**Goal**
In the listing below, how many lines contain the string "appliance"? Reply with the number alone.

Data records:
=======
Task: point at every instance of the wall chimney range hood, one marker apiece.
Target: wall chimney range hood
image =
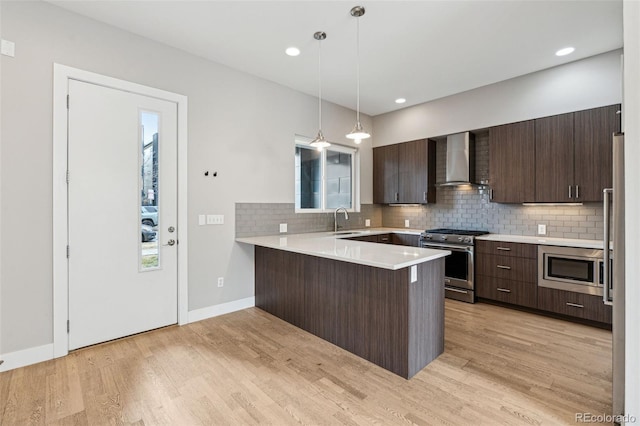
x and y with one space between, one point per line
461 164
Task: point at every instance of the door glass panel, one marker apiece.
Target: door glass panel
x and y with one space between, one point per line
456 265
149 253
338 174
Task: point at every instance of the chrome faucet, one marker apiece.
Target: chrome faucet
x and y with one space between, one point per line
335 218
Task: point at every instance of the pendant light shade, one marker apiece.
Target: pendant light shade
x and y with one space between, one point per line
358 133
319 142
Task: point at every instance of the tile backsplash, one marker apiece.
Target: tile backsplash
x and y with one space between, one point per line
454 208
254 219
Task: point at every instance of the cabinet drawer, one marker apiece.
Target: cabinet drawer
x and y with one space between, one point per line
577 305
507 249
507 267
514 292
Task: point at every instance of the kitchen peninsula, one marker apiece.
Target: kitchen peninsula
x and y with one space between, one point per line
384 303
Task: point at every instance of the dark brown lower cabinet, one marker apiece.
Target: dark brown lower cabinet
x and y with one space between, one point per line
578 305
377 314
519 293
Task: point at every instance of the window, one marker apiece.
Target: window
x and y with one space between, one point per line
326 179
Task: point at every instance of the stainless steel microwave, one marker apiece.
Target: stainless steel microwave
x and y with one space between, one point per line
571 269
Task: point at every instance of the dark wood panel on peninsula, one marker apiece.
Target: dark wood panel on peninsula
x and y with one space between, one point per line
375 313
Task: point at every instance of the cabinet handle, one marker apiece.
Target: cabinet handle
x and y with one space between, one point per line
456 290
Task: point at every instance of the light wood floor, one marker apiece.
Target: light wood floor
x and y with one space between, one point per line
499 367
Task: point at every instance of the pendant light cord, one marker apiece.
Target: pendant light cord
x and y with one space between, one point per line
358 69
319 85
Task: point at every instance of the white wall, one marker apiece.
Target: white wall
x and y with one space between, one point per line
240 126
631 10
588 83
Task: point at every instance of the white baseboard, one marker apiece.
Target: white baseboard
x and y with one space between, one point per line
221 309
42 353
26 357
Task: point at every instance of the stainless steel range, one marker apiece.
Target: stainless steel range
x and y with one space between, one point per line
458 270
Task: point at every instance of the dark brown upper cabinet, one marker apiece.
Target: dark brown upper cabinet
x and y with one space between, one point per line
385 174
558 159
405 173
554 159
511 162
593 160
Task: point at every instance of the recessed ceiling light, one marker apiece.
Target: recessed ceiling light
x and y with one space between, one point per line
565 51
292 51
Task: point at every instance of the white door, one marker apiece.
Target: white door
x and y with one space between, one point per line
122 162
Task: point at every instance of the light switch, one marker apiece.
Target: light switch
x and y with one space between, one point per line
414 273
8 48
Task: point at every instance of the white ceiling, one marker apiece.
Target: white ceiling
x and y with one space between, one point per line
419 50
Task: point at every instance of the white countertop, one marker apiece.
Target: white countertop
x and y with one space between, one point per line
330 246
545 241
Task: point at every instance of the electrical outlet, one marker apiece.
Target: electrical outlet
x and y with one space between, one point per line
8 48
542 229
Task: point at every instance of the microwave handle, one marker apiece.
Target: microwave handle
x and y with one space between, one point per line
606 296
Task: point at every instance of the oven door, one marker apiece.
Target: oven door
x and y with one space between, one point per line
458 266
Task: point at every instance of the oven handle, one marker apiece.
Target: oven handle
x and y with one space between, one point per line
447 247
606 296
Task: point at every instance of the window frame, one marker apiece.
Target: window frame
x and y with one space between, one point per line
304 142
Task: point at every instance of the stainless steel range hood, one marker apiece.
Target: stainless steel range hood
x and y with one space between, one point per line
461 164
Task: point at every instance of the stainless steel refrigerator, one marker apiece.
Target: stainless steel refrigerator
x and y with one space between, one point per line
614 267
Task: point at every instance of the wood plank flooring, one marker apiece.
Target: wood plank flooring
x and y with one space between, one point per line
500 366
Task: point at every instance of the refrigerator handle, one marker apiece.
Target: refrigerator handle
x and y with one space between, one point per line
606 265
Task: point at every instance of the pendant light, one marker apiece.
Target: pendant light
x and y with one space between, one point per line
358 133
319 142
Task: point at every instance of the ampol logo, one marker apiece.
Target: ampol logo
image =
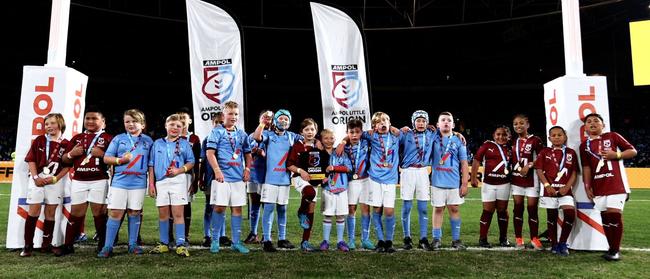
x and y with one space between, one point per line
218 80
345 89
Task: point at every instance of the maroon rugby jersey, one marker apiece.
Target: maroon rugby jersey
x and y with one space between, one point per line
490 153
608 180
529 147
549 161
52 160
95 169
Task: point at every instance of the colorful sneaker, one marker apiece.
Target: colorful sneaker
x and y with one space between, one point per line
161 248
342 246
135 249
105 252
366 244
214 246
304 221
324 246
239 247
182 251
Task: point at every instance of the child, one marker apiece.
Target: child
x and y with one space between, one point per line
524 181
495 192
556 168
170 160
129 154
48 173
90 179
449 157
602 156
335 195
225 154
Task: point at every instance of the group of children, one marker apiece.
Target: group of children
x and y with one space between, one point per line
430 163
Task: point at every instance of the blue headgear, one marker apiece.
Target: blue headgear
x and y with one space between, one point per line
417 114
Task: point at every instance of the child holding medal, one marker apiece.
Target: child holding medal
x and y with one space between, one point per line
602 156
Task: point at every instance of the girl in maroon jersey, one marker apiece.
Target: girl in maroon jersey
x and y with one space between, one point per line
496 184
47 173
556 168
602 157
524 181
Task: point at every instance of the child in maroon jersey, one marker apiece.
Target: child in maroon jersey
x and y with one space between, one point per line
603 173
524 181
496 184
47 173
556 168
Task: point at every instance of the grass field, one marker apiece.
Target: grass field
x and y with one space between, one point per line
363 264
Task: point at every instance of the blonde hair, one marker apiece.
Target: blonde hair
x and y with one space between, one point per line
59 120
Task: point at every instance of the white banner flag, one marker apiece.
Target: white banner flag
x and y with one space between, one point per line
568 100
215 63
342 69
45 90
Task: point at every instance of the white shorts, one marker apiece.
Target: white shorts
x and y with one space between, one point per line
275 194
172 191
554 203
299 184
415 183
441 197
88 191
253 187
601 203
122 199
381 194
228 193
491 193
532 192
335 204
48 194
358 191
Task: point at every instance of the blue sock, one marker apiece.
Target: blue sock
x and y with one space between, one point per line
351 227
376 219
406 218
235 228
163 229
112 228
282 222
340 228
365 227
327 229
455 228
423 219
267 220
134 227
390 227
437 233
255 218
180 234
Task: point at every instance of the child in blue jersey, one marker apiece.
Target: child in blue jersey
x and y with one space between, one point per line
335 194
449 160
414 179
129 154
170 160
275 190
254 186
225 154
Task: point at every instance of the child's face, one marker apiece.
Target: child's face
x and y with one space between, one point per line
94 121
500 136
557 137
354 135
445 123
131 125
520 125
174 128
309 132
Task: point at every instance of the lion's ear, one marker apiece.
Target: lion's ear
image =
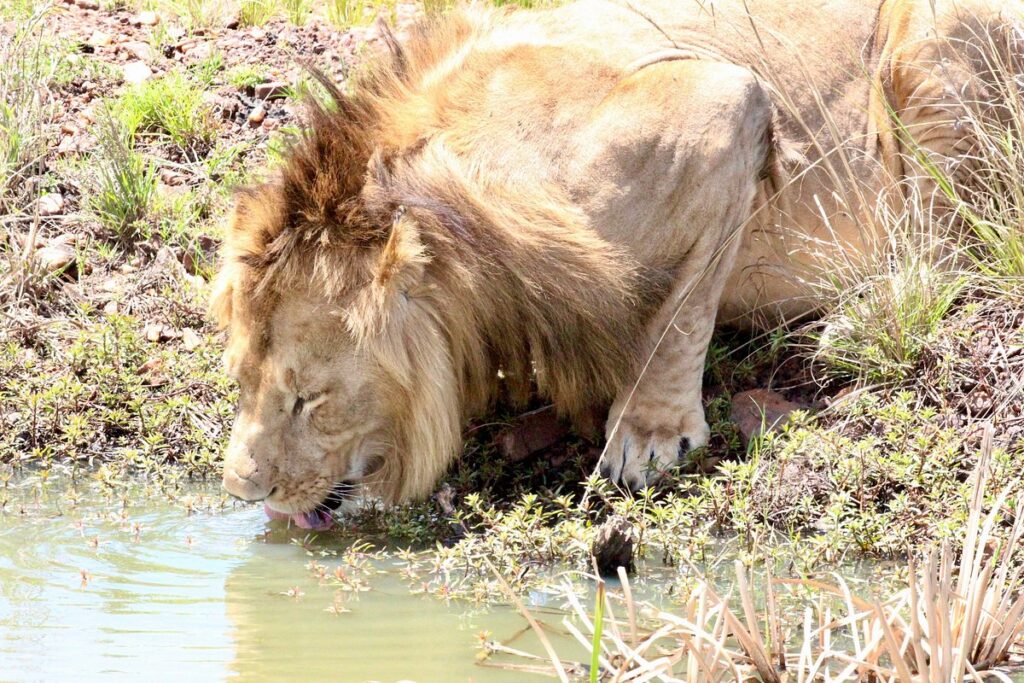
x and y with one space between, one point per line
397 271
403 257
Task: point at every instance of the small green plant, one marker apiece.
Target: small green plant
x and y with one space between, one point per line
172 107
126 183
25 74
345 13
297 11
206 71
881 326
245 76
256 12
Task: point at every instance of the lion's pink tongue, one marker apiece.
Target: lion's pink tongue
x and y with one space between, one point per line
273 514
316 520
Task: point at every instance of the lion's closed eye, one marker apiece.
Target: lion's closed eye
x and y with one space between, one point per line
307 402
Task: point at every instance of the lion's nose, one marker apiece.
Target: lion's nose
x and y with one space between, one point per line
243 476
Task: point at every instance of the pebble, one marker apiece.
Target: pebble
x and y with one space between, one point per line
99 39
57 258
136 72
50 205
190 340
144 18
271 90
139 50
199 51
256 117
758 411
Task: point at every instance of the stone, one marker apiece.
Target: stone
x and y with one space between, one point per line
759 411
57 258
199 51
614 547
535 432
136 72
256 117
271 90
139 50
151 366
156 332
99 39
144 18
190 340
50 204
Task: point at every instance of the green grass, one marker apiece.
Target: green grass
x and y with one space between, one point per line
25 76
297 11
245 76
171 108
256 12
125 184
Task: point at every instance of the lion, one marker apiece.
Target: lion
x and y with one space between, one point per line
568 197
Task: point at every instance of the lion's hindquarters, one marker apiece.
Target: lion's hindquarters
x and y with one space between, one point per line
671 163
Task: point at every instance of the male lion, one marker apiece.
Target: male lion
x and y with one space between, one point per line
570 196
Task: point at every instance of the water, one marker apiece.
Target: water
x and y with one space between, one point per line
92 588
94 593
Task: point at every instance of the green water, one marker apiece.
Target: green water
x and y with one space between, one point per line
92 591
100 583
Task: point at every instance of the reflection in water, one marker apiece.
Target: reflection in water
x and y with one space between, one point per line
208 596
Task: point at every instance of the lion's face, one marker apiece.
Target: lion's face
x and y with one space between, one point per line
313 416
346 381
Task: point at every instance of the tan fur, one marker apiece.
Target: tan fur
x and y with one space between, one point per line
542 195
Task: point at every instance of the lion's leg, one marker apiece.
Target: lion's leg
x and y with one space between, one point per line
691 154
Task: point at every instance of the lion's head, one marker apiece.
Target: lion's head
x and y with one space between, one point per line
334 337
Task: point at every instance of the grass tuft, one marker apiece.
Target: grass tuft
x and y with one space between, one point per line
256 12
172 108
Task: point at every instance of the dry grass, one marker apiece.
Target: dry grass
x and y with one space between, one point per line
956 619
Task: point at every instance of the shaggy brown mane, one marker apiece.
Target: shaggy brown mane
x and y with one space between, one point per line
517 281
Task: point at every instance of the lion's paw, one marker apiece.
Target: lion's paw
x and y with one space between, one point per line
635 459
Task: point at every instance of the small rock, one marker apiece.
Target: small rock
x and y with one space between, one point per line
50 205
144 18
99 39
136 72
225 105
190 340
70 144
256 117
139 50
613 547
150 366
758 411
57 258
169 177
156 332
535 432
199 51
271 90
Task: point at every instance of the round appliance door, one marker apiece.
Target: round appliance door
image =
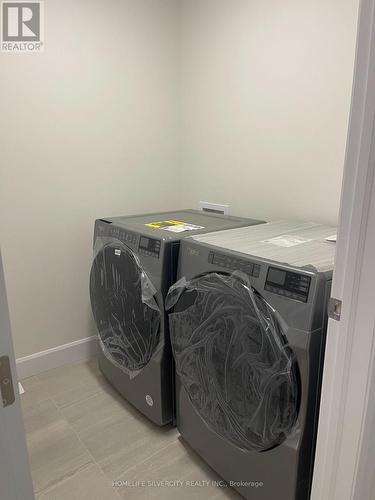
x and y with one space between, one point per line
124 307
233 361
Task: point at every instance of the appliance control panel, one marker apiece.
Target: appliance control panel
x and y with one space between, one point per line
124 236
149 247
288 284
234 263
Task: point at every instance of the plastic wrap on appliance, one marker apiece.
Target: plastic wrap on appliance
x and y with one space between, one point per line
123 302
233 359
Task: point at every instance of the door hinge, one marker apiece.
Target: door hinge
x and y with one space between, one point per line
334 309
6 382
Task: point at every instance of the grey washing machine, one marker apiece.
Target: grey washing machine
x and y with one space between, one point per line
247 324
135 263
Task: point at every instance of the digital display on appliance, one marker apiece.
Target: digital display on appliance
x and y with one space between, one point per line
149 246
276 276
143 242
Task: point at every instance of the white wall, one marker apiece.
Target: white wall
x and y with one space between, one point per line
87 129
266 90
92 127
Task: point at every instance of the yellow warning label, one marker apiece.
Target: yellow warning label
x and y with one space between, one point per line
164 223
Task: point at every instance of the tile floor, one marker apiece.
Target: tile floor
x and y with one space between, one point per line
82 436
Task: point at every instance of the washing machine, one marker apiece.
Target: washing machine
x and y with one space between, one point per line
248 320
135 263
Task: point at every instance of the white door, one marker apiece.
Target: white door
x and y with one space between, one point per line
15 478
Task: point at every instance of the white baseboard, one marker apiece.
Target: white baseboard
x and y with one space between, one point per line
80 350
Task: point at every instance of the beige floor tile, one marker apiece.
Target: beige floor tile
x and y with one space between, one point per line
87 484
34 393
122 442
67 377
96 410
55 451
173 472
65 385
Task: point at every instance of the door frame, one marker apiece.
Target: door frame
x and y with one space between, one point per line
345 455
15 476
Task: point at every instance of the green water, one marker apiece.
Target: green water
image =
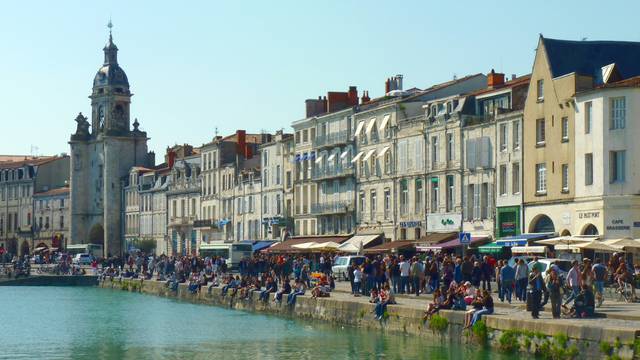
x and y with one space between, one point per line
93 323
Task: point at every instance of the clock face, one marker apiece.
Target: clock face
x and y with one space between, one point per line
101 117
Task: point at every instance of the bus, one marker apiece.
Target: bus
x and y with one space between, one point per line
231 252
92 249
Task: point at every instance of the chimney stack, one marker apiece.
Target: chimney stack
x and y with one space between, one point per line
495 79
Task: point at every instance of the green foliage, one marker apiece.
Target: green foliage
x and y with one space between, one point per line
605 348
438 323
508 341
480 331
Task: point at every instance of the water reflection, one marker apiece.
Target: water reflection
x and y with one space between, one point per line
92 323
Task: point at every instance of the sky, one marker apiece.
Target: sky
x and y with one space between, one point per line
200 65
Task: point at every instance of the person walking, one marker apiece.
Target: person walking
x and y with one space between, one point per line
554 288
537 287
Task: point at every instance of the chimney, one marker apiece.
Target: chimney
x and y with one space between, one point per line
241 142
353 96
365 97
495 79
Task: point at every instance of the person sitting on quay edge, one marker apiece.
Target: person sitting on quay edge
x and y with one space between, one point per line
383 300
286 289
270 287
297 291
537 287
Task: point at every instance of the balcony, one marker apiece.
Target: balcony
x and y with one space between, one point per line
332 139
337 207
330 173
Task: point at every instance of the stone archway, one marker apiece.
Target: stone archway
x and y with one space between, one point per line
590 229
96 235
542 224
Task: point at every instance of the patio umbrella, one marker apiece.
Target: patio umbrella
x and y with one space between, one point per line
624 243
305 246
348 247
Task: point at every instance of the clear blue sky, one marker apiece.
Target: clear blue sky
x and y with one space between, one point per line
251 65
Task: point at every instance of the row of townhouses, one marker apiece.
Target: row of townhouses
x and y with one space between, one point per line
491 155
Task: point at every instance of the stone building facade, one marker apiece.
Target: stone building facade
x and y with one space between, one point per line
102 153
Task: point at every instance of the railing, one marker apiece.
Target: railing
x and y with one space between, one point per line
328 173
341 137
337 207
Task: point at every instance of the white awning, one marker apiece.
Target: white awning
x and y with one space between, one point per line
372 123
384 122
369 154
359 128
383 151
357 157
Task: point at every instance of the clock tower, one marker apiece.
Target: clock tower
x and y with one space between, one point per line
102 153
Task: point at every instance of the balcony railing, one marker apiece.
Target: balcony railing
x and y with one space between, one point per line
328 173
336 138
337 207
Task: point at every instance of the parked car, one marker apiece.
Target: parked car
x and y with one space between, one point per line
82 259
342 264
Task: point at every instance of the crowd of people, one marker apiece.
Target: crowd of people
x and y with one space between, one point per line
456 282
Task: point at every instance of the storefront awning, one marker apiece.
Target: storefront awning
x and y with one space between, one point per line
528 250
388 247
491 248
522 239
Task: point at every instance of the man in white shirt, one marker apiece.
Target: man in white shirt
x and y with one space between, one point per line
405 266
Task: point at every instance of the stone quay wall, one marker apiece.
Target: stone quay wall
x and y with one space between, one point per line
500 332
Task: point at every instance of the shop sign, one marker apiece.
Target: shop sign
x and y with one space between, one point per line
410 224
588 214
444 222
618 225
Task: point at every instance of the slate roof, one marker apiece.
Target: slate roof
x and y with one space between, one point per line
588 57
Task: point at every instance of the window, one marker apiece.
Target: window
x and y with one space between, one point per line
588 169
565 177
373 200
618 113
404 196
541 178
503 137
387 203
515 178
450 192
435 194
617 166
387 162
565 129
588 117
450 148
503 179
540 89
540 132
418 196
434 151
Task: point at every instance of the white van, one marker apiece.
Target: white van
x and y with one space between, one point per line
342 263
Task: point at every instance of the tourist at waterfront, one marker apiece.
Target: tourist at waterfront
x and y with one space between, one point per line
298 290
554 288
522 277
537 287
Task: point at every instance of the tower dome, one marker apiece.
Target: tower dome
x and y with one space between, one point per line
110 73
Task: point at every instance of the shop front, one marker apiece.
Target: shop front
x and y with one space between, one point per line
507 221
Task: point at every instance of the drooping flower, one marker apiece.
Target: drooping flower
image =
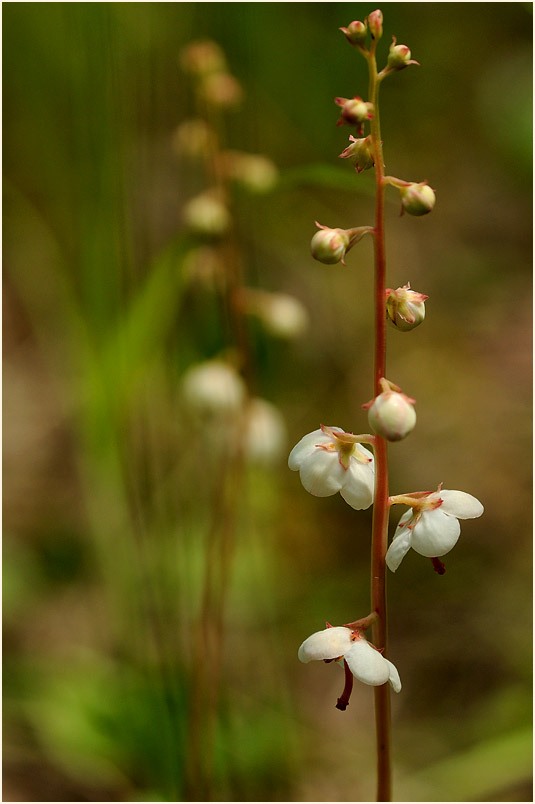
=======
**Finished task**
8